■ **Instructions for the task**: In the post about choosing a 3D visualization library, which versions is FireMonkey available in?

■ **Text section**:
::::::

From that, you can see that an interactive, spatially-based 3D visualisation seems a good approach. I'm envisaging something where you can easily and quickly navigate around in space, and data will load or be generated on the fly depending on what you're looking at. I would prefer we don't try to write our own 3D library from scratch - for something like this, there have to be good existing libraries we can work from.
So, I'm hoping for a library which supports:
good navigation (is the library based on Euler rotations only, for example? Can you 'pick' objects to rotate around or move with easily?);
modern GPUs (shader-only rendering is ok; being able to hook into the pipeline to write shaders that map values to colours and change dynamically would be great - think data values given a colour through a colour lookup table);
dynamic data / objects (data can be added as it's recorded; and if the data volume is too high, we should be able to page things in and out or recreate them, and only show a sensible subset so that whatever the user's viewport is looking at is there onscreen, but other data can be loaded/regenerated, preferably asynchronously, or at least quickly as the user navigates. Obviously data creation is dependent on us, but a library that has hooks for this kind of thing would be great.)
and technologically, works with Delphi / C++Builder and the VCL.
Libraries
There are two main libraries I've considered so far - I'm looking for knowledgeable opinions about these, or for other libraries I haven't considered.
1. FireMonkey
This is Embarcadero's new UI library, which is only available in XE2 and above. Our app is based on the VCL and we'd want to host this in a VCL window; that seems to be officially unsupported but unofficially works fine, or is available through third-parties.
The mix of UI framework and 3D framework with shaders etc sounds great. But I don't know how complex the library is, what support it has for data that's not a simple object like a cube or sphere, and how well-designed it is. That last link has major criticisms of the 3D side of the library - severe enough I am not sure it's worthwhile in its current state at the time of writing for a non-trivial 3D app.
Is it worth trying to write a new visualisation window in our VCL app using FireMonkey?
2. GLScene
GLScene is a well-known 3D OpenGL framework for Delphi. I have never used it myself so have no experience about how it works or is designed. However, I believe it integrates well into VCL windows and supports shaders and modern GPUs. I do not know how its scene graph or navigation work or how well dynamic data can be implemented.

::::::

(Dataset entries)
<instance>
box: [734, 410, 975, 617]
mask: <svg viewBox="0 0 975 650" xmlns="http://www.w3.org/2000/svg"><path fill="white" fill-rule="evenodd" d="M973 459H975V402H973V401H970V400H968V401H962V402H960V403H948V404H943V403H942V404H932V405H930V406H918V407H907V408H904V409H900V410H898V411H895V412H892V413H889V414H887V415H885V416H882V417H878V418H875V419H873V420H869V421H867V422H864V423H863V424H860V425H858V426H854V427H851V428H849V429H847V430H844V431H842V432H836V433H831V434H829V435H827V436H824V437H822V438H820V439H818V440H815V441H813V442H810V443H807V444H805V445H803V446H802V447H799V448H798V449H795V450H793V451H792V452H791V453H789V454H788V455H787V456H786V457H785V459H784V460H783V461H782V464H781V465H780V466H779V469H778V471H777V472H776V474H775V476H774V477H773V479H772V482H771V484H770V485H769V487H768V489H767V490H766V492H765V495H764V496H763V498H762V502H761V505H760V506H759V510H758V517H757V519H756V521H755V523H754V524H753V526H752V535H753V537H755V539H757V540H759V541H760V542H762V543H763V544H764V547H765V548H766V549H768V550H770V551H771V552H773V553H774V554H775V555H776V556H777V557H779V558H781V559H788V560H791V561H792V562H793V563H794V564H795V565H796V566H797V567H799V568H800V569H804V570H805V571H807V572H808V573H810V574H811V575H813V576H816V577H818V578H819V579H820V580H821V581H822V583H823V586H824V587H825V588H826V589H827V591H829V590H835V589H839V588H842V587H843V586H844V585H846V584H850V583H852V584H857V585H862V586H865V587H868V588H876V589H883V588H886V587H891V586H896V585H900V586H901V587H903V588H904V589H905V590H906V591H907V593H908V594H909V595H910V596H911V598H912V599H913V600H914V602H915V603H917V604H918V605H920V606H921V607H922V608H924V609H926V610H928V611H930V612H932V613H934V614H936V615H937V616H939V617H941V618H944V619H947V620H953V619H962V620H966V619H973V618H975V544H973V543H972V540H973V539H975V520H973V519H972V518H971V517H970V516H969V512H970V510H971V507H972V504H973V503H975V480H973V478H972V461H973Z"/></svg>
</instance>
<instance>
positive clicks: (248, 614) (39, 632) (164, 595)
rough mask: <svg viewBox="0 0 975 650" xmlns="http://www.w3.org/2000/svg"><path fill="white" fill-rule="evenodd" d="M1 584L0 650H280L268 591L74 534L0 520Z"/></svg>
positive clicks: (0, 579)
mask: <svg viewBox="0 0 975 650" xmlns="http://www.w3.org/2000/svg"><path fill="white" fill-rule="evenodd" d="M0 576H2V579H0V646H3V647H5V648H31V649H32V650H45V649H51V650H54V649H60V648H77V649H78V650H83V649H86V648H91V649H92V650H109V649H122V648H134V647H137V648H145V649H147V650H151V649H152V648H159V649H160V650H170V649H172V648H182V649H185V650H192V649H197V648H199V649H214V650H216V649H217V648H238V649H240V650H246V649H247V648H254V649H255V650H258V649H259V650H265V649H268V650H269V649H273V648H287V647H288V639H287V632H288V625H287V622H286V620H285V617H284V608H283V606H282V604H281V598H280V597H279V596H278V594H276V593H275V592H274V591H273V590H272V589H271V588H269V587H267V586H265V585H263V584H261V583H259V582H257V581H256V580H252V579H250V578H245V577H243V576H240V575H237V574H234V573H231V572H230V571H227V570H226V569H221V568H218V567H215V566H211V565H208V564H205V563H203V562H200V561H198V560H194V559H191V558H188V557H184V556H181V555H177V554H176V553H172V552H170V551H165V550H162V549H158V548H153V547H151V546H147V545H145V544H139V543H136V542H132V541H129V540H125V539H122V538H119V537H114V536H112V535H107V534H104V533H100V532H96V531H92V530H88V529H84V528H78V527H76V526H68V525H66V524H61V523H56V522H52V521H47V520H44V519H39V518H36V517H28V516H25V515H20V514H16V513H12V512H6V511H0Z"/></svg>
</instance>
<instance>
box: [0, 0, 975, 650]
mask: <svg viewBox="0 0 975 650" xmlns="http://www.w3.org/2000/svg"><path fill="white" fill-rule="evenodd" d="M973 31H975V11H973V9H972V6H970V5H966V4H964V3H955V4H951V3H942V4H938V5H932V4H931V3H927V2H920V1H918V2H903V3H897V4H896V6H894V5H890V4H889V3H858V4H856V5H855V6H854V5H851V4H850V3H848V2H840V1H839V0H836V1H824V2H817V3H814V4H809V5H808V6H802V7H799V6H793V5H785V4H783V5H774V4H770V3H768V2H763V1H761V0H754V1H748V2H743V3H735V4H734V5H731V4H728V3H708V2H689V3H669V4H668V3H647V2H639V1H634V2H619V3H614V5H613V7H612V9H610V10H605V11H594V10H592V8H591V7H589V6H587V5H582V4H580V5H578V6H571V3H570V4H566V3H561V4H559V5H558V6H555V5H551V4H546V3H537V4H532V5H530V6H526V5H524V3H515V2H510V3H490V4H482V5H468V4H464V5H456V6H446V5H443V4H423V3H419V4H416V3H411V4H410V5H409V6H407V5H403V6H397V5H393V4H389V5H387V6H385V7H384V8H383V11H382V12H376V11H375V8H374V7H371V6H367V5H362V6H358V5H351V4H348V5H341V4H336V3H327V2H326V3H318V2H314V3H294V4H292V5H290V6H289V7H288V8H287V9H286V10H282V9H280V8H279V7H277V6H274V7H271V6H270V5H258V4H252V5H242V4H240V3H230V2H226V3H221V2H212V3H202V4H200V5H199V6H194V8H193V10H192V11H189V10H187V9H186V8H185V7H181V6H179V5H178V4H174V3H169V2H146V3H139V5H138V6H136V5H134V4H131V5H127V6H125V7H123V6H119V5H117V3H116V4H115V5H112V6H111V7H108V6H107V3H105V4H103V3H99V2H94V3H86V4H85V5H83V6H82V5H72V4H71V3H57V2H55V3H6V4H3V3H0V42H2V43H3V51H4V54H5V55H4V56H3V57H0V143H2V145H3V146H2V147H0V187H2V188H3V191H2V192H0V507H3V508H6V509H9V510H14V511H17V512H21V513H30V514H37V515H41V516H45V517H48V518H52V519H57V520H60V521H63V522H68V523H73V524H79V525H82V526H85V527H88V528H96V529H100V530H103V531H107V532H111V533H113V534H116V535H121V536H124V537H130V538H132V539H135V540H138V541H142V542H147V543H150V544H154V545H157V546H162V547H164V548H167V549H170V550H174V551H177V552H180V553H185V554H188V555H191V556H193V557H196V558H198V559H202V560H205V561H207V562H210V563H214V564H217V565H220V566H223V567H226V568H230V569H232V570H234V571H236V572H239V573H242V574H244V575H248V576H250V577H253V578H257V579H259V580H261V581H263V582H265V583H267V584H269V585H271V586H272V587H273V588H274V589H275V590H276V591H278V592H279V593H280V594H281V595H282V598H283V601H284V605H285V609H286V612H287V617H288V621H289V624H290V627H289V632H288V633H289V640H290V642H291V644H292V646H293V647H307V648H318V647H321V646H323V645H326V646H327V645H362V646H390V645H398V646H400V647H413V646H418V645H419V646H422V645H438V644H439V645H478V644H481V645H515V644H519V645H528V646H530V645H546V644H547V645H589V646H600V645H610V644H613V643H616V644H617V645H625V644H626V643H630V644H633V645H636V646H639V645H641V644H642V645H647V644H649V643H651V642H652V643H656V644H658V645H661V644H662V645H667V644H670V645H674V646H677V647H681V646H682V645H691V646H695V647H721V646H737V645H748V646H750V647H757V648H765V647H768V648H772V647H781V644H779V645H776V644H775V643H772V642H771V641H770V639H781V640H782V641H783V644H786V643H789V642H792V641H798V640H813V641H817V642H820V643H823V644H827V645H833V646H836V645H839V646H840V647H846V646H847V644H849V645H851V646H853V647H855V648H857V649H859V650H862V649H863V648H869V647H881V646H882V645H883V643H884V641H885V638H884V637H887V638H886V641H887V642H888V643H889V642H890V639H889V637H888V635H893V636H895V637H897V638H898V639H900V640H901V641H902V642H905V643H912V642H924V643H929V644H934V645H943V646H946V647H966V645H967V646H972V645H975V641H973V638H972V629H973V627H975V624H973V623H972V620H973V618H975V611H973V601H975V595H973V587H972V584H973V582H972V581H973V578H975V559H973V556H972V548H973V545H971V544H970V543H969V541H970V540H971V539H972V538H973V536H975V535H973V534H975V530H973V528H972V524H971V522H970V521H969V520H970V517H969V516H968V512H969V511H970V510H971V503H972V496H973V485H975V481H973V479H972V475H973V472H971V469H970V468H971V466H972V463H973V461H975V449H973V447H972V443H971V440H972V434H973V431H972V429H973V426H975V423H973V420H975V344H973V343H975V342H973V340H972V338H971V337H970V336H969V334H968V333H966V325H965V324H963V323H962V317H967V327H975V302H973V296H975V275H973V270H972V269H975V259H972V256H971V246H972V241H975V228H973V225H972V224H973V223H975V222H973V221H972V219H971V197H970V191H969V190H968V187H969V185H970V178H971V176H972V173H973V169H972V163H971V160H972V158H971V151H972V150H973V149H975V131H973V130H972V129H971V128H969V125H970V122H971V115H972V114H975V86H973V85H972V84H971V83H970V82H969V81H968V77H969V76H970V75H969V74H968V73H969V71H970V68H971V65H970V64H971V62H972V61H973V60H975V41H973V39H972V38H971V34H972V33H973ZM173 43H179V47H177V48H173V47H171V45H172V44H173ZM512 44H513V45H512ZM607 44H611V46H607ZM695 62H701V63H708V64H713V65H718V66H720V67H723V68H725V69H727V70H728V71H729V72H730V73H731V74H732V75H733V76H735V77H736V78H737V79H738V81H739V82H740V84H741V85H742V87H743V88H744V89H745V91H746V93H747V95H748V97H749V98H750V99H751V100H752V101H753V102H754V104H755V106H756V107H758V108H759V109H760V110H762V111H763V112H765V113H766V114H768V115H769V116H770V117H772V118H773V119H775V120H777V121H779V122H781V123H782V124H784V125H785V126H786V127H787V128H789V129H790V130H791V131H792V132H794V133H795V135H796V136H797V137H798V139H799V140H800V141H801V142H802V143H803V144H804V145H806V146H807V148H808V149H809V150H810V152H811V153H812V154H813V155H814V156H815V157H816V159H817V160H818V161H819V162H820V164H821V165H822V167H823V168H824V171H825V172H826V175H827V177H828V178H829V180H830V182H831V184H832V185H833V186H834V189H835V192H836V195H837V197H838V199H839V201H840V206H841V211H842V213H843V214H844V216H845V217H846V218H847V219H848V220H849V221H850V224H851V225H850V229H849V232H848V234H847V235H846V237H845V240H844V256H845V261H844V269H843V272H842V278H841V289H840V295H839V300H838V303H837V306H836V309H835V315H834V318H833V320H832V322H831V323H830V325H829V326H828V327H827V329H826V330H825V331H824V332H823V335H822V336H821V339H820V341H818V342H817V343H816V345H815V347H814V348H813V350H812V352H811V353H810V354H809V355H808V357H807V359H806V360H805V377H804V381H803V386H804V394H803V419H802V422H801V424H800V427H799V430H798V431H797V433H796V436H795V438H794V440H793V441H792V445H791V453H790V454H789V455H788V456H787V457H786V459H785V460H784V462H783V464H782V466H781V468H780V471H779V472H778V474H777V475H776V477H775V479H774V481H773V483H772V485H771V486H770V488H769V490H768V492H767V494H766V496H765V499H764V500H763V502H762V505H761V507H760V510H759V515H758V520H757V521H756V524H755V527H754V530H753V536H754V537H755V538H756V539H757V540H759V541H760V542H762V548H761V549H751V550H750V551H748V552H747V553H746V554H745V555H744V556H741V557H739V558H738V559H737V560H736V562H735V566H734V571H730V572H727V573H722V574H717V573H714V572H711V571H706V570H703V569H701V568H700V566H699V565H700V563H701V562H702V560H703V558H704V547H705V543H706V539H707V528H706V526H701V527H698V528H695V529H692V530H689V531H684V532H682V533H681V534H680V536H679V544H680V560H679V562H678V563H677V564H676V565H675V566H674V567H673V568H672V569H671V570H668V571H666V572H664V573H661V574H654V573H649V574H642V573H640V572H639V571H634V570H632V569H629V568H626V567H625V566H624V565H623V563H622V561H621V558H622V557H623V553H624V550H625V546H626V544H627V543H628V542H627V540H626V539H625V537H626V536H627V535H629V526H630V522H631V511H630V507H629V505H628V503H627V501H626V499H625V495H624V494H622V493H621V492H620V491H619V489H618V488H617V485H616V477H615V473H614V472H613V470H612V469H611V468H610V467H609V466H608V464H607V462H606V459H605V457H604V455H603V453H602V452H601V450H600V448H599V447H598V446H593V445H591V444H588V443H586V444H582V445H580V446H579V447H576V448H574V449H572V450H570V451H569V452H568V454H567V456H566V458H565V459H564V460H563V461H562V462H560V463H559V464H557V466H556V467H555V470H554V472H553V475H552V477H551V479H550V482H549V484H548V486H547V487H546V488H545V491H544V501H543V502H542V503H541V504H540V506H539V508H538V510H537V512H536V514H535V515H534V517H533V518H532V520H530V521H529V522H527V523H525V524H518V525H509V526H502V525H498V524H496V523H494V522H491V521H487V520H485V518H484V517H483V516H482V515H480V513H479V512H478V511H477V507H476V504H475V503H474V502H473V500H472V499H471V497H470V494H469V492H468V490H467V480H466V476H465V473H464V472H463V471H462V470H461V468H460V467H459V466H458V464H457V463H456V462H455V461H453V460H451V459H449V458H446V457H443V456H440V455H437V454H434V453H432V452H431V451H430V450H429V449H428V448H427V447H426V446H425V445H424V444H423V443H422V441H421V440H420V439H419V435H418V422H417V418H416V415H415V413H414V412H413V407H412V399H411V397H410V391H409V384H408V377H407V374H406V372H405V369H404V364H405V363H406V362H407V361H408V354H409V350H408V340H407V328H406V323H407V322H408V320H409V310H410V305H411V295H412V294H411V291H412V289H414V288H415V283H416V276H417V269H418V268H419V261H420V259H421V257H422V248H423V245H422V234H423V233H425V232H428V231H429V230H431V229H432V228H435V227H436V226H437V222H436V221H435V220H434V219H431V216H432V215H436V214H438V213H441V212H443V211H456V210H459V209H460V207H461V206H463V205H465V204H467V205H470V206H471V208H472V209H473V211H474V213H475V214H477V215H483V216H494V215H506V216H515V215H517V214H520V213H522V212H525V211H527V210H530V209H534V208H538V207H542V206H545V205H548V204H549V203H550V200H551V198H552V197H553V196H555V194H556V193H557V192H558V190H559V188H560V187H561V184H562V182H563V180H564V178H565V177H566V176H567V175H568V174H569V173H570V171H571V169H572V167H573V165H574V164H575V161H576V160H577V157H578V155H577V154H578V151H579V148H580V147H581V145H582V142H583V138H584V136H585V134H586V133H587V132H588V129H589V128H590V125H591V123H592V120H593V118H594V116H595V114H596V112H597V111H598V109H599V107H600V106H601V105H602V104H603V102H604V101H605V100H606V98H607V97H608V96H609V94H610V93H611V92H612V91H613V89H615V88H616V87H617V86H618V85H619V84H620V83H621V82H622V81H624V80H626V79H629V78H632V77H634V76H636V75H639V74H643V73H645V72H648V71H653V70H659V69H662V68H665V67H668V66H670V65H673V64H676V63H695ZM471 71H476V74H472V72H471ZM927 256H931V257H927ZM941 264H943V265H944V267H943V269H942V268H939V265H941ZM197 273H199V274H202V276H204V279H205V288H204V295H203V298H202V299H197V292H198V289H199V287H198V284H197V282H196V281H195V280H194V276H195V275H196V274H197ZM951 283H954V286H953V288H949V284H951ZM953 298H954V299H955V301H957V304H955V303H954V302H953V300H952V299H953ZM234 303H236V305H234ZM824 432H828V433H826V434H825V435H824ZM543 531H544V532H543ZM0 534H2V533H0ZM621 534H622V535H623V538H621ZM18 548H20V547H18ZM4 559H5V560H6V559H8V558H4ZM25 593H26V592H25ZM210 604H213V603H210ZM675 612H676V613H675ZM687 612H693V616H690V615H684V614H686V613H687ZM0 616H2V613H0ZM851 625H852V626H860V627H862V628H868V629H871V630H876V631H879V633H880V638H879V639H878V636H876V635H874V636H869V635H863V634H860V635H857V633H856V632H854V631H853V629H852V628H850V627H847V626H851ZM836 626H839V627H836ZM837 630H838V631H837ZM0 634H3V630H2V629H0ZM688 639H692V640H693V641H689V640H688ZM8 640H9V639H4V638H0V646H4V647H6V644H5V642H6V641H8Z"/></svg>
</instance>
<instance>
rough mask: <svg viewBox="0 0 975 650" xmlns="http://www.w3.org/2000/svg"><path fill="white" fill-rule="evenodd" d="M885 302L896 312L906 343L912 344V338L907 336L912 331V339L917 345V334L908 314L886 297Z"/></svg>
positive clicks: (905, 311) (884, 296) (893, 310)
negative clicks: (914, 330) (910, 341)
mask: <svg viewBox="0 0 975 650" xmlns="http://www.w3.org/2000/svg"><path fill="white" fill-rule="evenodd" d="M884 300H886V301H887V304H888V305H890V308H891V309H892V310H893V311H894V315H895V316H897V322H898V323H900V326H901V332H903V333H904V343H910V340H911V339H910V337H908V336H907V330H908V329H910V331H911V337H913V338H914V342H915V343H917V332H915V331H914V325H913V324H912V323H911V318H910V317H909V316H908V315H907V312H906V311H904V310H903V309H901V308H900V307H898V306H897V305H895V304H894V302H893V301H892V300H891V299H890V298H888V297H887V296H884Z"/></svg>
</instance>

::::::

■ **Answer to this exercise**: XE2 and above.